**THE EXERCISE:**
Copy out every line of the listing below word for word.

-----

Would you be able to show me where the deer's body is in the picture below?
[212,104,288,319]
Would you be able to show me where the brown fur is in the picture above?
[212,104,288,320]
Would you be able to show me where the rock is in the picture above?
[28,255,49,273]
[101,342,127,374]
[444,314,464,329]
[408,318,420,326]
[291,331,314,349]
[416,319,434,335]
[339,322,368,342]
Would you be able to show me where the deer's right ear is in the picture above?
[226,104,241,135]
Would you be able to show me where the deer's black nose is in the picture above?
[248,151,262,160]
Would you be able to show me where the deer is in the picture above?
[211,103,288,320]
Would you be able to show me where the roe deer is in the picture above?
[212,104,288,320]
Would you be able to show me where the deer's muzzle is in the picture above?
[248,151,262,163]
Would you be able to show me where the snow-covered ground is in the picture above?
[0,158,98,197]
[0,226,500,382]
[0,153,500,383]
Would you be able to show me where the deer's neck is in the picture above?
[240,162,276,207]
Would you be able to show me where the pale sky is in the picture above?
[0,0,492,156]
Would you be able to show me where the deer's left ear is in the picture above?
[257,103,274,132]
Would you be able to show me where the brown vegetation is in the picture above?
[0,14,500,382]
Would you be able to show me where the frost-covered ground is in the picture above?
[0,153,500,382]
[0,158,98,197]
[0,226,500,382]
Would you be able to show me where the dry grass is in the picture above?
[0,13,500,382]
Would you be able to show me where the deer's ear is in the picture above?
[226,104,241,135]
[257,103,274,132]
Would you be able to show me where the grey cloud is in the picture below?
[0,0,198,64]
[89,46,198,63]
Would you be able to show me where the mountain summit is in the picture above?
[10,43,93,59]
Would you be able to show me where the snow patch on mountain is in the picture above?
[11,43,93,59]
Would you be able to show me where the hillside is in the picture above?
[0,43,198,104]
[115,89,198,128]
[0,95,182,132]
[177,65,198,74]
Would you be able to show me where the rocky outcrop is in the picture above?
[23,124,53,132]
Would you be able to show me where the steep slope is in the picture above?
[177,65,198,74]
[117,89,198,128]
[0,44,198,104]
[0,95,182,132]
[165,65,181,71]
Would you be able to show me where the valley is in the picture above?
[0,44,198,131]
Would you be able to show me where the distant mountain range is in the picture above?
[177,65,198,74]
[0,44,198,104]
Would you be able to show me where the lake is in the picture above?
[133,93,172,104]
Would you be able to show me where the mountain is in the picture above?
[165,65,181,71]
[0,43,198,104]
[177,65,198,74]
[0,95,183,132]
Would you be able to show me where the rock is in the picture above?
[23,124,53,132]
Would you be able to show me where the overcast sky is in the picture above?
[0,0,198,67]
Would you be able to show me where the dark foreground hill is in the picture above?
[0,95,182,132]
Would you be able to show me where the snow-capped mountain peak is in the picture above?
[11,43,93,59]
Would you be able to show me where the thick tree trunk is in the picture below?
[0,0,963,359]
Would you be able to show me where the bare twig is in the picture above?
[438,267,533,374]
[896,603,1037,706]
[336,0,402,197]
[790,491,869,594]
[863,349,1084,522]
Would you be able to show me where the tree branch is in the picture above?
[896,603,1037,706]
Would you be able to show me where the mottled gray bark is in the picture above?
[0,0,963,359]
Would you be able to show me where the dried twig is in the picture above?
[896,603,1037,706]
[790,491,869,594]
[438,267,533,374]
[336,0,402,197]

-----

**RESULT OF THIS EXERCISE:**
Would you be able to show me where the deer's body is in the picture below?
[212,104,288,319]
Would you be able to show me where the brown fur is in the picture above?
[212,104,288,320]
Would you be able to show me where the rock is in the picture above?
[28,255,49,273]
[101,342,127,374]
[444,314,464,329]
[408,318,420,326]
[291,331,314,349]
[416,319,434,335]
[339,322,368,342]
Would you be able to show me where the deer's right ear is in the picture above?
[226,104,241,135]
Would you be able to show me where the deer's black nose is in the picture above?
[248,151,262,160]
Would you be able to show me where the deer is in the picture above?
[211,103,288,320]
Would you be able to show me where the roe deer is in the picture above?
[212,104,288,320]
Would you be able to show me where the deer's muzzle is in the picture above?
[248,151,262,163]
Would you be able to show me where the snow-covered ground is in the picture above?
[0,158,98,197]
[0,226,500,382]
[0,153,500,383]
Would you be able to show me where the deer's neck is in the picture above?
[240,162,276,207]
Would you be able to show me where the pale sky is in the picture above?
[0,0,492,156]
Would you be able to show me where the deer's left ear is in the picture above?
[257,103,274,132]
Would you be able to show me where the brown vegetation is in the picture above?
[0,14,500,382]
Would you be able to show me where the frost-covered ground is in the picture above?
[0,153,500,382]
[0,158,98,197]
[0,226,500,382]
Would you be able to show me where the dry grass is in the picture above?
[0,13,500,382]
Would you be able to show me where the deer's ear is in the picture above?
[226,104,241,135]
[257,103,274,132]
Would you be able to show me where the grey cloud is in the picture below?
[0,0,198,64]
[89,46,198,63]
Would you be able to show me where the mountain summit is in the picture above?
[10,43,93,59]
Would you be able to show me where the snow patch on mountain is in the picture above?
[11,43,93,59]
Would you be able to show me where the hillside is in the picture above?
[0,43,198,104]
[115,89,198,128]
[0,95,182,132]
[177,65,198,74]
Would you be able to show me where the rocky outcrop is in the picture above?
[23,124,53,132]
Would you be able to show me where the steep slope is in the picture above?
[177,65,198,74]
[117,89,198,128]
[0,44,198,104]
[0,95,182,132]
[165,65,181,71]
Would you be able to show me where the valley is in the picture above?
[0,44,198,131]
Would you be able to show me where the distant mountain range is in the picture above?
[177,65,198,74]
[0,44,198,104]
Would you be able to show me where the lake is in the picture above?
[133,93,172,104]
Would you be able to show me where the mountain is in the picture above?
[165,65,181,71]
[0,43,198,104]
[177,65,198,74]
[0,95,183,132]
Would you be able to show me where the rock is in the picture above?
[23,124,53,132]
Would you be able to show me where the overcast sky is in the picture above?
[0,0,198,67]
Would you be able to show me where the dark foreground hill is in the picture above?
[0,95,182,132]
Would you be able to show me where the snow-capped mountain peak is in the picture above?
[11,43,93,59]
Would you be able to show me where the thick tree trunk is in the picture below?
[0,0,963,359]
Would you be able to show me where the bare twig is in the picture above?
[438,267,533,374]
[896,603,1037,706]
[336,0,402,197]
[790,491,869,594]
[863,349,1084,522]
Would you be able to show me where the tree branch is in the picture above?
[896,603,1037,706]
Would you be able to show me where the mottled gray bark is in the picture above?
[0,0,963,359]
Would you be able to show me where the dried twig is in the picture above?
[896,603,1037,706]
[790,491,869,594]
[438,267,533,374]
[336,0,402,197]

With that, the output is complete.